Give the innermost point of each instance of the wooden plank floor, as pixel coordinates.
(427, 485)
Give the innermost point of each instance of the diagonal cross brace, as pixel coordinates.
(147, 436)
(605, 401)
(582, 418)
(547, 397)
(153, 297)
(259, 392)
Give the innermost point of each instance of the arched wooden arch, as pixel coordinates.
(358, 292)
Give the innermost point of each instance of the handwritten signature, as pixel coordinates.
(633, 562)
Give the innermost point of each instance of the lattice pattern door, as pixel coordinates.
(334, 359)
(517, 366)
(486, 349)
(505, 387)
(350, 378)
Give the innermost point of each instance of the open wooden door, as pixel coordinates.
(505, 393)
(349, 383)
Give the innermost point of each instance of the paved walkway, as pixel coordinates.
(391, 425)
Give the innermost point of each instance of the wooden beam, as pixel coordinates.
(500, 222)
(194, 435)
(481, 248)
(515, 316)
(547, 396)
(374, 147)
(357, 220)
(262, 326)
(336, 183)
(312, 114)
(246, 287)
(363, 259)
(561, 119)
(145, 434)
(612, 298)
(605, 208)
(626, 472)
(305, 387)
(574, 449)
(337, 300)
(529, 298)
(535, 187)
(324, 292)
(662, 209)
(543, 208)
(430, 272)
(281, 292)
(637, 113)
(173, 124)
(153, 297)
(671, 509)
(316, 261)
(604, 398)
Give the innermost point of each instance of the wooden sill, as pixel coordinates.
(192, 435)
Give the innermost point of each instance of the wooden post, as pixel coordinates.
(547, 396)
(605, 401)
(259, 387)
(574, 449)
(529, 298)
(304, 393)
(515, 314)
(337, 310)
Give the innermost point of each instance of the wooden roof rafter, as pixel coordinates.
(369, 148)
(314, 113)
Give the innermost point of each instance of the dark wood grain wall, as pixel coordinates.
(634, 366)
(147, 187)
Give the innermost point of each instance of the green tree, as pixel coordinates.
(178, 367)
★ ★ ★ ★ ★ ★ ★
Problem statement: Retype all of the data above, character for character, keeping every line in its original order.

Solved exercise:
Give the innermost point of each instance of the wooden plank floor, as pixel coordinates.
(427, 485)
Give the innermost point of each instance of the diagonal cross brace, as pixel coordinates.
(147, 436)
(605, 401)
(582, 418)
(547, 397)
(153, 297)
(259, 392)
Give the innermost point of each instance of the arched wooden arch, as pixel coordinates.
(358, 292)
Give the innermost point of each instance of the handwritten signature, as pixel coordinates.
(633, 562)
Give the innermost point of each instance of the lattice pattern door, as pixel coordinates.
(334, 359)
(517, 366)
(486, 349)
(505, 387)
(350, 378)
Give the innermost point of each instance of the open wooden door, as pixel coordinates.
(505, 393)
(349, 383)
Give the innermost point of each instance of the paved walkway, as pixel coordinates.
(391, 425)
Give the innermost point of each instance of the wooden beam, as pixel coordinates.
(500, 222)
(194, 435)
(481, 248)
(515, 316)
(547, 396)
(374, 147)
(357, 220)
(262, 326)
(336, 183)
(312, 114)
(246, 287)
(363, 259)
(561, 119)
(145, 434)
(612, 298)
(605, 208)
(626, 472)
(305, 387)
(574, 449)
(337, 300)
(529, 298)
(535, 187)
(324, 292)
(662, 209)
(543, 208)
(430, 272)
(281, 292)
(637, 113)
(173, 124)
(153, 297)
(671, 509)
(316, 261)
(604, 398)
Give the innermost point of each instance of the wooden sill, as pixel coordinates.
(192, 435)
Give the innermost point of each instance of the wooden post, as pixel coordinates.
(547, 396)
(605, 401)
(259, 387)
(574, 449)
(529, 298)
(304, 393)
(515, 314)
(337, 310)
Give the innermost point of each instance of the wooden roof rafter, as pixel coordinates.
(369, 148)
(314, 113)
Give the innermost point of each instance of the dark wood grain wall, as pixel coordinates.
(634, 366)
(147, 187)
Give the innermost point of each instance of the green tree, as pixel coordinates.
(178, 367)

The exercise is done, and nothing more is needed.